From the line that contains "find the misty haze" down to the last line of the data below, restate every line word for word, skipping any images.
--------------------------------------------------
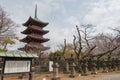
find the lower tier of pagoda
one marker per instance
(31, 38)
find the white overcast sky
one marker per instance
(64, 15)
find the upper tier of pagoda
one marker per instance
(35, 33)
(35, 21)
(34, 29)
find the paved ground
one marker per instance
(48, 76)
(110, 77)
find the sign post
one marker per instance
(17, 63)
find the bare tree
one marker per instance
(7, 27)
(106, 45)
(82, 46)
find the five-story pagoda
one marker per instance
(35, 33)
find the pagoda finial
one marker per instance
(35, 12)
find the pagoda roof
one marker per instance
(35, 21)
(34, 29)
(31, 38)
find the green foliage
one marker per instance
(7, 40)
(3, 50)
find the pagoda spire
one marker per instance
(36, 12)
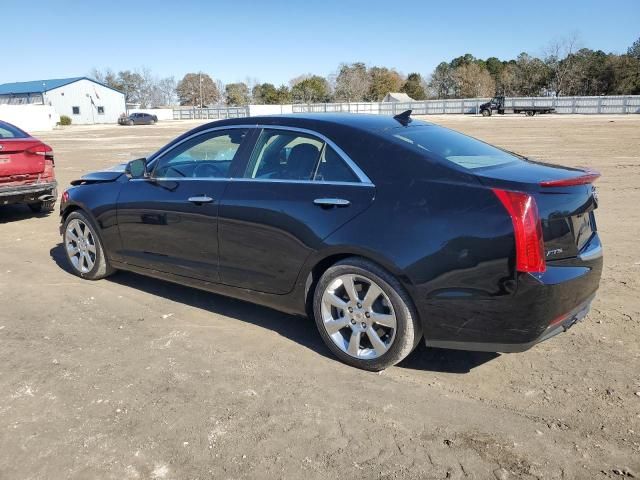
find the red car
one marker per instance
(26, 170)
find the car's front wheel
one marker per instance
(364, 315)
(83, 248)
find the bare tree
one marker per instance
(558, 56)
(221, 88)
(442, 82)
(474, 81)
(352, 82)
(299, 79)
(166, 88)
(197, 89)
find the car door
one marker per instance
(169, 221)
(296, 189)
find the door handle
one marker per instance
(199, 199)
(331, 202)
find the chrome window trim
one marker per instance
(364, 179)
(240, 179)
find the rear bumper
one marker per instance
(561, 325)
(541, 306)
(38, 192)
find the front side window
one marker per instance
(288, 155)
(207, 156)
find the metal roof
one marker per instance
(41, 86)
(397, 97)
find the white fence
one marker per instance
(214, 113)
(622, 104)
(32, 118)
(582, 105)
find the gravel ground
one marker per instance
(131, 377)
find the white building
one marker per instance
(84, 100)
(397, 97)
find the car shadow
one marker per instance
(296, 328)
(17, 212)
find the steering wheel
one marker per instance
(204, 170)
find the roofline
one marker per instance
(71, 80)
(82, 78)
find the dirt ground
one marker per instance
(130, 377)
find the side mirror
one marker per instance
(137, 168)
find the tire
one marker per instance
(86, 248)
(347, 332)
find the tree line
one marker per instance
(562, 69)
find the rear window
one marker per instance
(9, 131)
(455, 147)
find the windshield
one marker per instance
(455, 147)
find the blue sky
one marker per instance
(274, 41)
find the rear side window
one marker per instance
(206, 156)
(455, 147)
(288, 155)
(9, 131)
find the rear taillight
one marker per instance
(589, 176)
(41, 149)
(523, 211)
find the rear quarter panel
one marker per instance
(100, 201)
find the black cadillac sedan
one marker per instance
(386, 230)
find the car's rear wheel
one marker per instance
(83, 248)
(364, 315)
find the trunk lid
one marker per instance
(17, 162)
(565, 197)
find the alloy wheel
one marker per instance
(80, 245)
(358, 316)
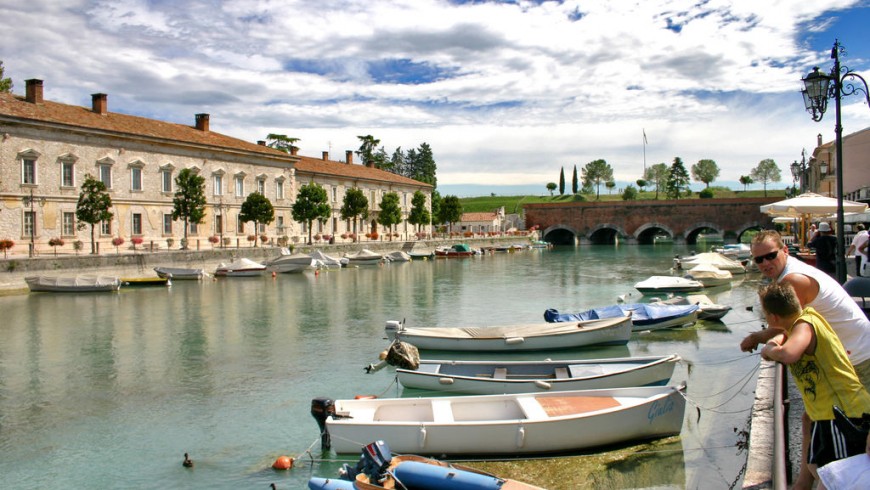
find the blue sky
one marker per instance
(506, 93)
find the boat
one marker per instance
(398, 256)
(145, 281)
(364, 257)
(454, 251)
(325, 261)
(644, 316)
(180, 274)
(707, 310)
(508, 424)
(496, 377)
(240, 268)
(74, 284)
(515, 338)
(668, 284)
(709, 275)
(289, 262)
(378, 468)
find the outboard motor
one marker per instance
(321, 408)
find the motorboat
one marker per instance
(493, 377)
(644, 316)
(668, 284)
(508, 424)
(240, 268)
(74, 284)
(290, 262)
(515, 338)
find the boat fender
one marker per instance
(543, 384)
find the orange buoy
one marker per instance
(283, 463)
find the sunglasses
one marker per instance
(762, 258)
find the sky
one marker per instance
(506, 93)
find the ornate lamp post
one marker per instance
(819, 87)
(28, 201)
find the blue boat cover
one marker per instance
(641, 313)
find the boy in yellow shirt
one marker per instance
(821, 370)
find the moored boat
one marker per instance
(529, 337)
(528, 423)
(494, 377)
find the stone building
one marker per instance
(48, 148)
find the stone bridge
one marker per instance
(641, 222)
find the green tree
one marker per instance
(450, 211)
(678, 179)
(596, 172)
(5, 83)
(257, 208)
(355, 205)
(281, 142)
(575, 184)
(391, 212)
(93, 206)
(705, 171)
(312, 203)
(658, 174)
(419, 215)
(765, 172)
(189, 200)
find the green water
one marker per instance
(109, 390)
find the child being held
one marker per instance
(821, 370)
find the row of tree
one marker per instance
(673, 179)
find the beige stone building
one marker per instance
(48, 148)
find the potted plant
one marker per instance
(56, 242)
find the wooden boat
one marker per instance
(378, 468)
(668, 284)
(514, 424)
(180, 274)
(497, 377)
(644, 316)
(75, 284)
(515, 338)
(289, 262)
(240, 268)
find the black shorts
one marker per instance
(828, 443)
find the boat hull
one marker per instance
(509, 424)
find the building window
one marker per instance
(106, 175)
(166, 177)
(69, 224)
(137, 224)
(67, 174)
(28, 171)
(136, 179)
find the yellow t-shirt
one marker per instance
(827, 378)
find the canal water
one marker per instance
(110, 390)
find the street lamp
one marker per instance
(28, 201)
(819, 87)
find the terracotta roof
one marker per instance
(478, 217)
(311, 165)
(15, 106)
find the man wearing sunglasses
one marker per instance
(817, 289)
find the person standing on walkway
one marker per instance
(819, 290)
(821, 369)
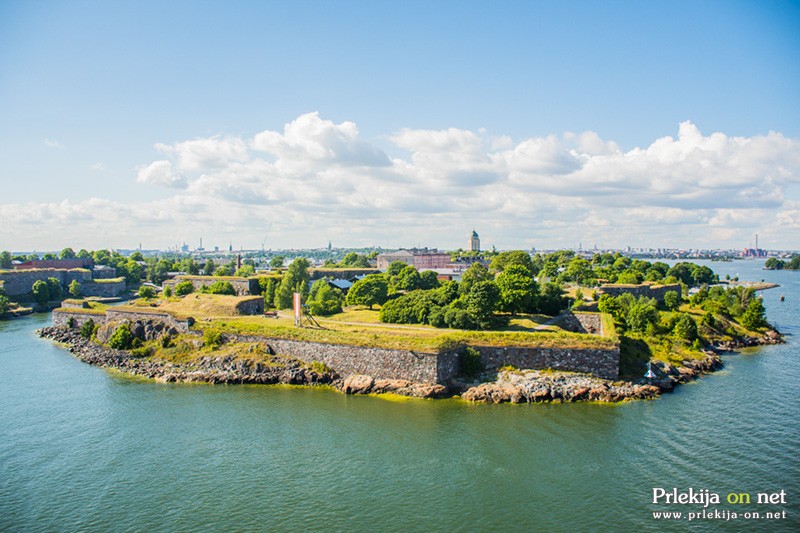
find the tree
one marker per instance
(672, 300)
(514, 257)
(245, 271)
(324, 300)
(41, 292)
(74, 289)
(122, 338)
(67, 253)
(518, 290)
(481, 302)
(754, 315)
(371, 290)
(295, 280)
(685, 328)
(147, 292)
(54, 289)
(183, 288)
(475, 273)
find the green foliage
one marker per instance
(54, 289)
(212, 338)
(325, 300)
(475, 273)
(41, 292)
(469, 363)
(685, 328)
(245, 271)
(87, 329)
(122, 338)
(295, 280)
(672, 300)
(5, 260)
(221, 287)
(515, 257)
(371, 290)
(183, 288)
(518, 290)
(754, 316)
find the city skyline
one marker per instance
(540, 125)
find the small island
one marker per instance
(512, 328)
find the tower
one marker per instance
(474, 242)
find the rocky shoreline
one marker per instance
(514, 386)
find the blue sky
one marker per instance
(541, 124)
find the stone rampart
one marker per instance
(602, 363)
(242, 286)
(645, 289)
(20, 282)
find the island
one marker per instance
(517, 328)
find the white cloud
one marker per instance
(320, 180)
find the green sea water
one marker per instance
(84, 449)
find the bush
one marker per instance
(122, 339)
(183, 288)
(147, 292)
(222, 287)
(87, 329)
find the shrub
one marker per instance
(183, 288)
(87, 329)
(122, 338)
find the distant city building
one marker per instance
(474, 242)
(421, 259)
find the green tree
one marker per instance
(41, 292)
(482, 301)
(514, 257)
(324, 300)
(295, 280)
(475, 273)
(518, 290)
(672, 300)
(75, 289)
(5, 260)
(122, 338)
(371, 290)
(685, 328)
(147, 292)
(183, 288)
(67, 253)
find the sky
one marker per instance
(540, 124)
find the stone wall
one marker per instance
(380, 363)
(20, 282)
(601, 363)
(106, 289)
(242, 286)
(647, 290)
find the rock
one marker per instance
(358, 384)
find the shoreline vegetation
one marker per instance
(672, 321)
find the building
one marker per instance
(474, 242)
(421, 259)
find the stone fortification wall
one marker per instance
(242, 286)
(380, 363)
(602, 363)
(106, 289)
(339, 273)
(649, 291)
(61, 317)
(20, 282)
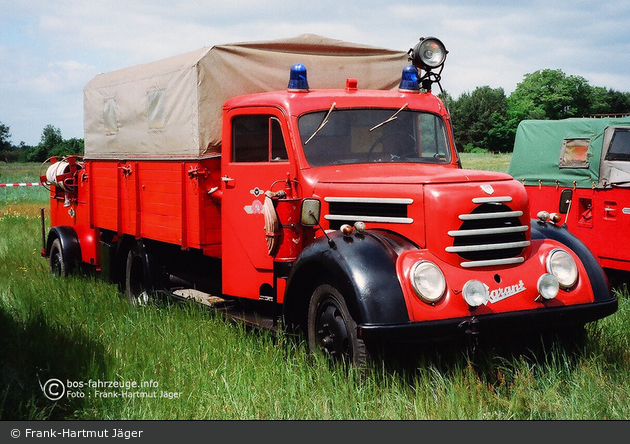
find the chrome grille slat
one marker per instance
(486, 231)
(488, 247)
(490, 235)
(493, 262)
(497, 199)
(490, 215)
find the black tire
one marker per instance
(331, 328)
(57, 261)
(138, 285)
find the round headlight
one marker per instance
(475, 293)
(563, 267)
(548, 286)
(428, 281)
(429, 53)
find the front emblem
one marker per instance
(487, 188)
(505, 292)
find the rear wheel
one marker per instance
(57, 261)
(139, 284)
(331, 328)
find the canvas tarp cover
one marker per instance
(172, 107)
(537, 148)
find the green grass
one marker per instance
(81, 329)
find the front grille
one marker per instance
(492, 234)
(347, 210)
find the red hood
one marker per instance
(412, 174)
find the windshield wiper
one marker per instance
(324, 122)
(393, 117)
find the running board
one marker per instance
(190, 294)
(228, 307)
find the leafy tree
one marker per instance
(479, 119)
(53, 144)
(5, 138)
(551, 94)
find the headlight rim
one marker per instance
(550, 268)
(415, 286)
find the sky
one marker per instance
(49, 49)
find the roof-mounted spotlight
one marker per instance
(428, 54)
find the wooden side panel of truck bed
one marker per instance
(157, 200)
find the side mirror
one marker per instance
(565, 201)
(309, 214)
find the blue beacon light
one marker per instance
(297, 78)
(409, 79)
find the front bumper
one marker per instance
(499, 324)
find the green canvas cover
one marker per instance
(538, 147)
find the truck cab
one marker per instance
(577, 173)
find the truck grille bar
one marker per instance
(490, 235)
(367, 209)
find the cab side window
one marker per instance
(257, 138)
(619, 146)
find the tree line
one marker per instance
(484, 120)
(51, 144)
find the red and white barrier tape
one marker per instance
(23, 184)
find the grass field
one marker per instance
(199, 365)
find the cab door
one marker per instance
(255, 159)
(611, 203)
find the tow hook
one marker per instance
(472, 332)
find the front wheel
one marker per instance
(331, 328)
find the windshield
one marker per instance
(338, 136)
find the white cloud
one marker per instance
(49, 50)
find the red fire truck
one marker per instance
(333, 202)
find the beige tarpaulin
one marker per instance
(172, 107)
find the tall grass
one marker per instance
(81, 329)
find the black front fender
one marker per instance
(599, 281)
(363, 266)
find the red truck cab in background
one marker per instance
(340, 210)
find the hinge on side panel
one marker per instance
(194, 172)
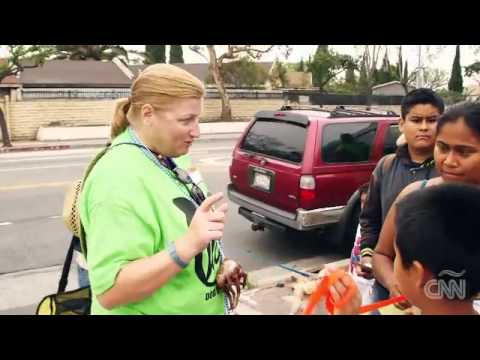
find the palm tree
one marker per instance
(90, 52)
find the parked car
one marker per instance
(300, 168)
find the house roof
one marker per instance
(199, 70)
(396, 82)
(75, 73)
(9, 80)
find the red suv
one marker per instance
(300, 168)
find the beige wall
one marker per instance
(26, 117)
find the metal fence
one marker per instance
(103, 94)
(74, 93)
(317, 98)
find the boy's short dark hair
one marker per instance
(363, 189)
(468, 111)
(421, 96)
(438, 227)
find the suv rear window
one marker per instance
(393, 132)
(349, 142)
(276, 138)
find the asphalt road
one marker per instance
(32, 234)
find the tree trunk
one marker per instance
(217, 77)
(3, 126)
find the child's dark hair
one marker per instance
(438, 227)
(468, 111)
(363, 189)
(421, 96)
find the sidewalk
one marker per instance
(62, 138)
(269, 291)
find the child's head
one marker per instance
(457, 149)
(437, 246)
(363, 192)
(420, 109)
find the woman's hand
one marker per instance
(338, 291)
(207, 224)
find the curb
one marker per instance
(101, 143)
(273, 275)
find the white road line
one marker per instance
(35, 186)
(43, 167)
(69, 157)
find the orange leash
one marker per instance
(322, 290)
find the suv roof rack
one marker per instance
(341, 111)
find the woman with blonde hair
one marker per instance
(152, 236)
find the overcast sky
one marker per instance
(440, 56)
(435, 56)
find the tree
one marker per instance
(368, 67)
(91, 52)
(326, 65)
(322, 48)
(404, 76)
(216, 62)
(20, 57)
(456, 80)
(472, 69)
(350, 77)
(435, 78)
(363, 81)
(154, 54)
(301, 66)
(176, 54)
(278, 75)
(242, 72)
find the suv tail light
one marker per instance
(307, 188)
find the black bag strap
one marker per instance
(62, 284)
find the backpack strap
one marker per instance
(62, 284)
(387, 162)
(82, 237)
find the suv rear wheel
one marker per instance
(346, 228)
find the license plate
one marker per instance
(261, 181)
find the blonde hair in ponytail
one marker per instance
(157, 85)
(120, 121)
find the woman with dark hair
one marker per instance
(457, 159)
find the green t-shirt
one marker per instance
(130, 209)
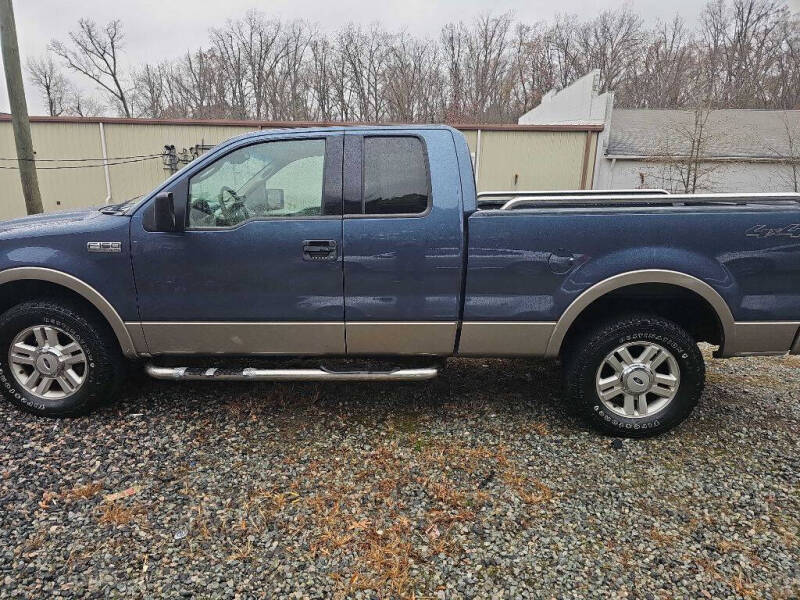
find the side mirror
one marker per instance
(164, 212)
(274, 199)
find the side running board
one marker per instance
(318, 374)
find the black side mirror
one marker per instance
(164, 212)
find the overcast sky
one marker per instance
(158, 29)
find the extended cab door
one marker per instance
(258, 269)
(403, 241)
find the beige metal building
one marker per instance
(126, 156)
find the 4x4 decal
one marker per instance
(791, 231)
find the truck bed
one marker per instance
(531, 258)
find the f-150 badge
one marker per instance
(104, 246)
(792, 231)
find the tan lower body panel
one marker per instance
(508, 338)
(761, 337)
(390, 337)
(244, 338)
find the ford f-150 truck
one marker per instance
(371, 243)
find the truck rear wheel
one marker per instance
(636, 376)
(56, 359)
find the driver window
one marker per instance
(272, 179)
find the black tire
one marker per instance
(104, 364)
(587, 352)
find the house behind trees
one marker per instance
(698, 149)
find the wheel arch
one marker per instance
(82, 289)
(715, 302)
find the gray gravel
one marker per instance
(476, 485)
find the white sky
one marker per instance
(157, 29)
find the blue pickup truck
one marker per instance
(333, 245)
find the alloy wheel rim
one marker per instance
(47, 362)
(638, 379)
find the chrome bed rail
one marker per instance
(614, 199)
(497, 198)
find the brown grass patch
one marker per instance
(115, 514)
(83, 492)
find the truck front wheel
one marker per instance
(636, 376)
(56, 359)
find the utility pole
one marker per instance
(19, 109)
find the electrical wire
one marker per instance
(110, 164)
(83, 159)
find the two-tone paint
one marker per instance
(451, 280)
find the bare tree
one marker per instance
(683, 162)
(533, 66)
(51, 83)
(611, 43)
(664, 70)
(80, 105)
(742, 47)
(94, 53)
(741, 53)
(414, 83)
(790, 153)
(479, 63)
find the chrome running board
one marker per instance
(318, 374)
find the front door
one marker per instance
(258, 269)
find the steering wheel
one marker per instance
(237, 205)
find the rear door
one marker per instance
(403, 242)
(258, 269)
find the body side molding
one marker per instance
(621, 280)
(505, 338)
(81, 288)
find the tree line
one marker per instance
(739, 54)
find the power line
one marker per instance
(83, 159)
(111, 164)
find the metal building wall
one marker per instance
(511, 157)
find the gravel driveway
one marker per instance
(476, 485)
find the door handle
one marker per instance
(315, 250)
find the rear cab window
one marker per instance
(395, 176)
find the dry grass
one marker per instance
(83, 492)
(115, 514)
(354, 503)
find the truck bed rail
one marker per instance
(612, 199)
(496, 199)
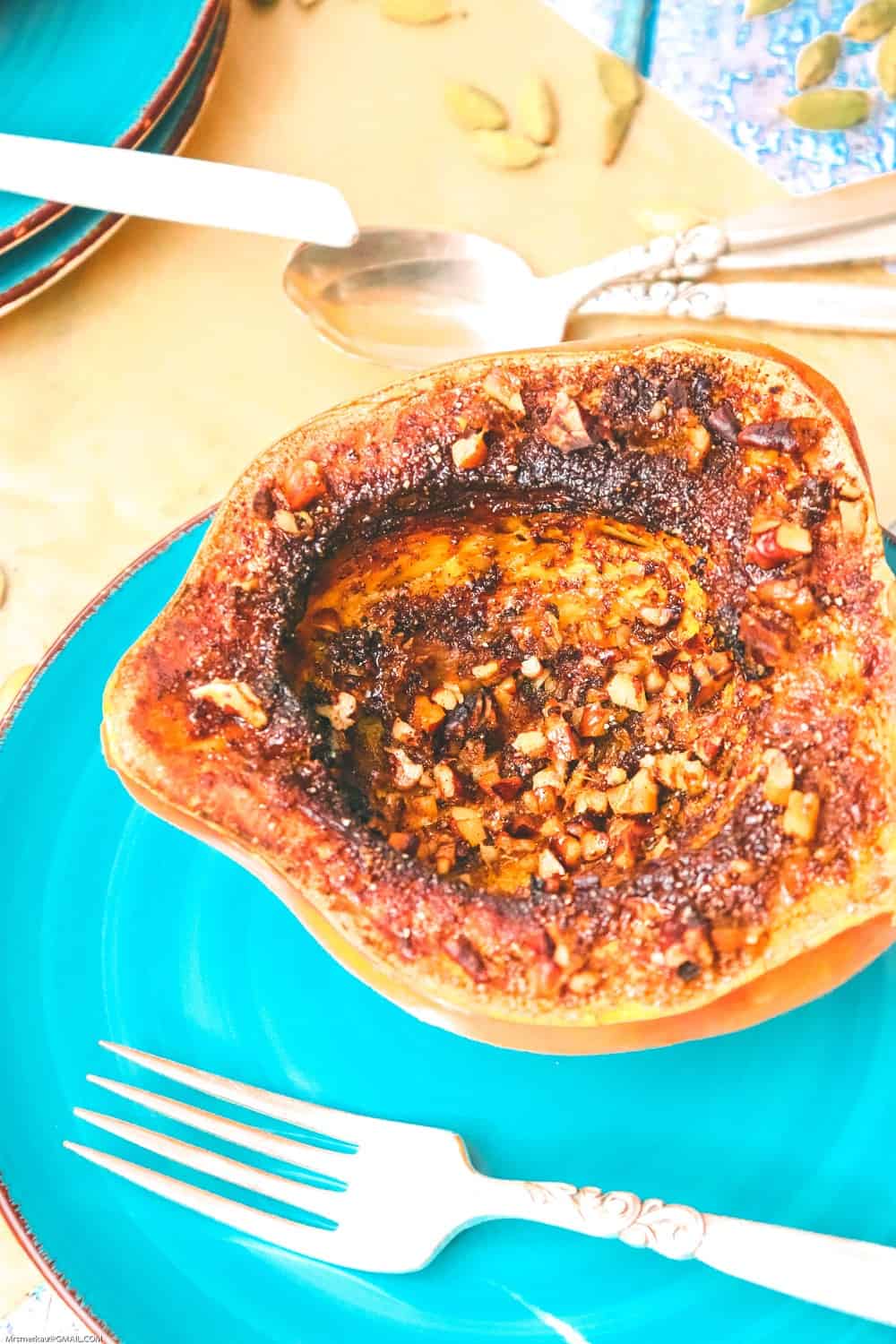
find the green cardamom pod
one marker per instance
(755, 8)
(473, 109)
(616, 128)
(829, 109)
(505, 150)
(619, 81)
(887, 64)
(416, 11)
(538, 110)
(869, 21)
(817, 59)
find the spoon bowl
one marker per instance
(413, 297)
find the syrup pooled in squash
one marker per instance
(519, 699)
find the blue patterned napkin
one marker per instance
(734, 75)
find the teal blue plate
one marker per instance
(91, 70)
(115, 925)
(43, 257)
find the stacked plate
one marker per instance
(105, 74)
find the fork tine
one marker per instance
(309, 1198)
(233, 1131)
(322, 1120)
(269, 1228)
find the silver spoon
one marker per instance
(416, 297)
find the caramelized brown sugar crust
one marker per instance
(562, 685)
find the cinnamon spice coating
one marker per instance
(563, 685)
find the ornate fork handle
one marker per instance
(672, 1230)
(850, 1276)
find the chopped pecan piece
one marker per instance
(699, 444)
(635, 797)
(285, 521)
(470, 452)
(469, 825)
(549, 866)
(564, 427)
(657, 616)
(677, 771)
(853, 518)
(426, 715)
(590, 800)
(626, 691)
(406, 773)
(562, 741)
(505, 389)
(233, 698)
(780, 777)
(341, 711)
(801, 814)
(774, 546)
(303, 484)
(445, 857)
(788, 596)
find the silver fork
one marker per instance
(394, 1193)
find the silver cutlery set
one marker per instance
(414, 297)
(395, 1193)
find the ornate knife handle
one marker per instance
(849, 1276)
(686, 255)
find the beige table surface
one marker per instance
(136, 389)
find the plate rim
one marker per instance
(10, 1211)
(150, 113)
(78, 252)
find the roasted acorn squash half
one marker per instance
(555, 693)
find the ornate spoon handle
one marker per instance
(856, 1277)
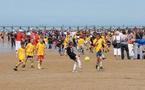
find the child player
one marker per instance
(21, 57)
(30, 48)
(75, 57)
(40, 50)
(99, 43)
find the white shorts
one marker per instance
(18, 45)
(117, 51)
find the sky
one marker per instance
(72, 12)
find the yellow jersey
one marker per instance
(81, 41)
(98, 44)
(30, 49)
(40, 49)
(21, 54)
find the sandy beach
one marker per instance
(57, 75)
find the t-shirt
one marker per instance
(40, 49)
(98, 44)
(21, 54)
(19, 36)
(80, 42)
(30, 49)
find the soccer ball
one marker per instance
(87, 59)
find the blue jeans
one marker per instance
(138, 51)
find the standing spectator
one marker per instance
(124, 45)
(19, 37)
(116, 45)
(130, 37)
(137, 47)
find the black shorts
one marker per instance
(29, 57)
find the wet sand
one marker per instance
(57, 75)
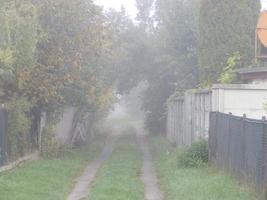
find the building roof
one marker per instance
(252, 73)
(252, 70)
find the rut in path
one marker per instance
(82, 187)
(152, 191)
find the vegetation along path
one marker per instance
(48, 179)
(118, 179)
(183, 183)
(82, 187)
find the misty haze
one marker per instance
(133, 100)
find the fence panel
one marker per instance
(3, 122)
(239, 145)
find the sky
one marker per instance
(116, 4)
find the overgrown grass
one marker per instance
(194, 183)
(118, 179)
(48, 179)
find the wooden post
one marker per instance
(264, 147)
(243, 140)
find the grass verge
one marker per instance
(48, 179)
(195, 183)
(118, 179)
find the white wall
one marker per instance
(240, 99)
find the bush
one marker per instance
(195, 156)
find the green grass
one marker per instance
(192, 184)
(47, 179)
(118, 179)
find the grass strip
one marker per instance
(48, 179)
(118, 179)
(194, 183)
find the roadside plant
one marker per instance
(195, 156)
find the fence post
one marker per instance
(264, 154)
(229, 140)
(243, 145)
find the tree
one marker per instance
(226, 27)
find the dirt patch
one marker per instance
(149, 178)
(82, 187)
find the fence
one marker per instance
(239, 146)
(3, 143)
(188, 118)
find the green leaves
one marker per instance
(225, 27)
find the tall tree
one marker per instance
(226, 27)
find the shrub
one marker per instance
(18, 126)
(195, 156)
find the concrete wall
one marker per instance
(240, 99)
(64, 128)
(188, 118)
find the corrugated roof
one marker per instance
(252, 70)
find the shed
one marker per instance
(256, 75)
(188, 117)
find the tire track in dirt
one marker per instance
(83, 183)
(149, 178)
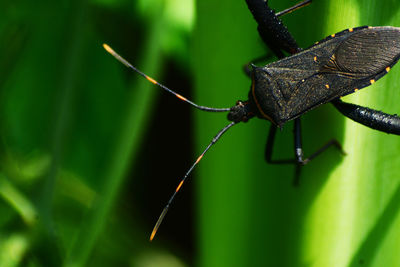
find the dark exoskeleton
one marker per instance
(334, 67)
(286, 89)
--------------------------------------------------
◆ **RESULT FOR THIS TASK**
find the misty haze
one marker per instance
(133, 100)
find the fence panel
one marker per instance
(3, 122)
(239, 145)
find the sky
one marker per instance
(116, 4)
find the overgrown grass
one marker per instance
(194, 183)
(118, 179)
(48, 179)
find the wooden post
one marker per instance
(264, 147)
(243, 140)
find the grass verge
one marker per instance
(48, 179)
(195, 183)
(118, 179)
find the white wall
one marker per instance
(240, 99)
find the bush
one marker per instance
(195, 156)
find the green grass
one marker per instance
(192, 184)
(47, 179)
(118, 179)
find the grass strip
one marker per instance
(48, 179)
(118, 179)
(194, 183)
find the roadside plant
one marker per instance
(195, 156)
find the fence post
one marker per instance
(264, 154)
(229, 140)
(243, 145)
find the tree
one marker per instance
(226, 27)
find the dirt patch
one marker per instance
(149, 178)
(82, 187)
find the fence
one marker per instance
(239, 146)
(3, 143)
(188, 118)
find the green leaves
one marker per instance
(225, 27)
find the tall tree
one marker per instance
(226, 27)
find the shrub
one marker per instance
(18, 126)
(195, 156)
find the concrete wall
one marker per instance
(240, 99)
(64, 128)
(188, 118)
find the corrugated roof
one marker per instance
(252, 70)
find the shed
one marker per instance
(256, 75)
(188, 117)
find the tire track in dirt
one marker per instance
(83, 183)
(149, 178)
find the dark exoskeleton
one marker per instance
(334, 67)
(286, 89)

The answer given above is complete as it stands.